[Provided text]

The silver lining is that Exxon will prioritize near-term spending of “advantaged assets with the highest potential future value.” This includes its chemical business, the US Permian Basin, Guyana, and targeted exploration in Brazil. Brazil and Guyana, which can be considered Exxon’s “golden jewels,” have relatively low breakeven costs at below $35 a barrel. They are also known to have high-quality crude, providing a lower sulfur content that satisfies stricter fuel emissions in ships. Both of these factors are highly coveted by oil companies as they adapt to changing global demand and stricter environmental policies.

Guyana, in specific, continues to announce new offshore discoveries in its Stabroek block, bringing its oil resources to an estimated 9 billion barrels of oil equivalent. Exxon is the lead operator of the 6.6 million-acre Stabroek block, in addition to the neighboring Kaieteur block, where it continues to explore new wells.

[/Provided text]
[Data for review]

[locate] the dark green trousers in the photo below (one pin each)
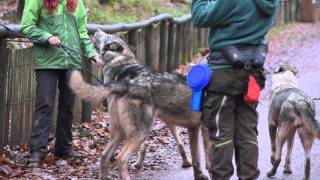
(232, 124)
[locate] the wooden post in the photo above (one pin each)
(308, 11)
(4, 53)
(153, 46)
(164, 36)
(172, 46)
(86, 106)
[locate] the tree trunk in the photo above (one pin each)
(103, 1)
(20, 8)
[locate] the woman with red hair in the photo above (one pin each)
(55, 22)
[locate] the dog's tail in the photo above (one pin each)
(314, 125)
(86, 91)
(311, 124)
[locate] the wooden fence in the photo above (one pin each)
(161, 42)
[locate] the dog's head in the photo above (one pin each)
(111, 46)
(284, 76)
(286, 67)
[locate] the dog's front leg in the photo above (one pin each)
(142, 154)
(287, 166)
(194, 148)
(281, 138)
(207, 144)
(107, 154)
(273, 133)
(307, 140)
(185, 160)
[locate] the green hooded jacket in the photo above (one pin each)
(70, 27)
(234, 22)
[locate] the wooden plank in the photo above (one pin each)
(195, 40)
(171, 46)
(184, 40)
(177, 56)
(189, 35)
(153, 46)
(86, 112)
(133, 41)
(164, 38)
(142, 46)
(4, 53)
(190, 42)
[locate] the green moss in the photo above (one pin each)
(130, 11)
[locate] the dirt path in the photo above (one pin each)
(298, 44)
(304, 53)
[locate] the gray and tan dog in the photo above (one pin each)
(290, 110)
(137, 96)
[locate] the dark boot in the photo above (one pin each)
(68, 155)
(36, 157)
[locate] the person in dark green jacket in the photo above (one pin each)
(237, 50)
(55, 22)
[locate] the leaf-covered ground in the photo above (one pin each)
(91, 138)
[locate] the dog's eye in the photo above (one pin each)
(113, 47)
(279, 70)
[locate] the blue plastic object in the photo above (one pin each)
(198, 78)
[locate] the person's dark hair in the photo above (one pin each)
(52, 5)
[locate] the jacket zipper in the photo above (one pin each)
(65, 32)
(218, 115)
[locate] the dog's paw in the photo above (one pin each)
(287, 170)
(271, 173)
(136, 165)
(201, 177)
(273, 160)
(186, 164)
(103, 175)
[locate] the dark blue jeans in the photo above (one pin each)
(47, 82)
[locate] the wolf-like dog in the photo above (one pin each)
(136, 97)
(290, 110)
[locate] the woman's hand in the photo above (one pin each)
(55, 41)
(97, 61)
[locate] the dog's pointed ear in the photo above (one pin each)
(295, 70)
(114, 46)
(278, 69)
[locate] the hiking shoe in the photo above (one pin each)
(69, 155)
(36, 157)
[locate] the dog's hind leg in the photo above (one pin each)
(142, 154)
(307, 139)
(185, 160)
(281, 138)
(194, 148)
(107, 154)
(131, 144)
(287, 166)
(273, 133)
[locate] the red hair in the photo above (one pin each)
(52, 5)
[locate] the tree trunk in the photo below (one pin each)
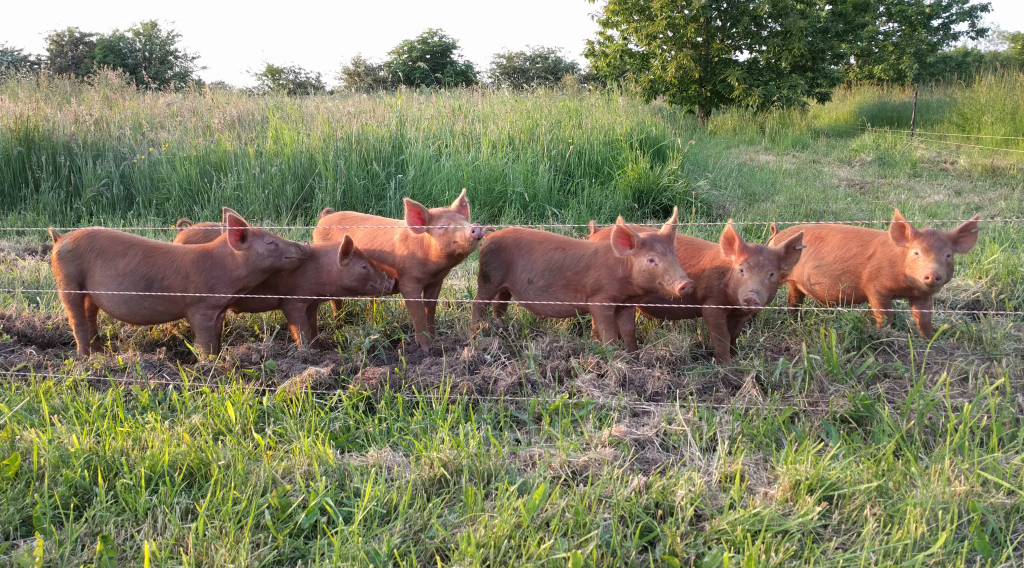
(704, 114)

[/Data for review]

● What you should do: Resume the passage above on Exxon's priority assets, picking up after its final sentence.

● Output of the task:
Within just five years of its first major offshore discovery, Guyana is already producing 105,000 barrels per day (bpd) from its Liza Field. This month, they expect to commission the natural gas injection system which will allow the field to reach its peak production capacity at 120,000 bpd.

Phase 2 of the Liza Field development will utilize the Liza Unity FPSO, a floating vessel used to extract hydrocarbons from the bottom of the ocean. First oil is projected by early 2022, with an expected 220,000 bpd at peak production. This will be followed by the commissioning of the $9 billion Payara field, a project recently approved by the new government. The start date for Payara is scheduled for 2024, and it will bring in another 220,000 bpd. By 2024, two more FPSOs will be operational as production grows to 560,000 bpd. By mid-2030, Guyana’s total production is projected to be 1.4 million bpd, placing it within the top 20 oil producers in the world.

Just this week, in Guyana’s Oil and Gas Summit, president Irfaan Ali welcomed local and foreign investors with open arms. He also said that they are developing a local content rule in such a way that local businesses will have “optimum participation” in the sector. Although local participation is essential for any country, Guyana should develop a local content framework that is balanced; one that fosters local participation while simultaneously encouraging foreign investment.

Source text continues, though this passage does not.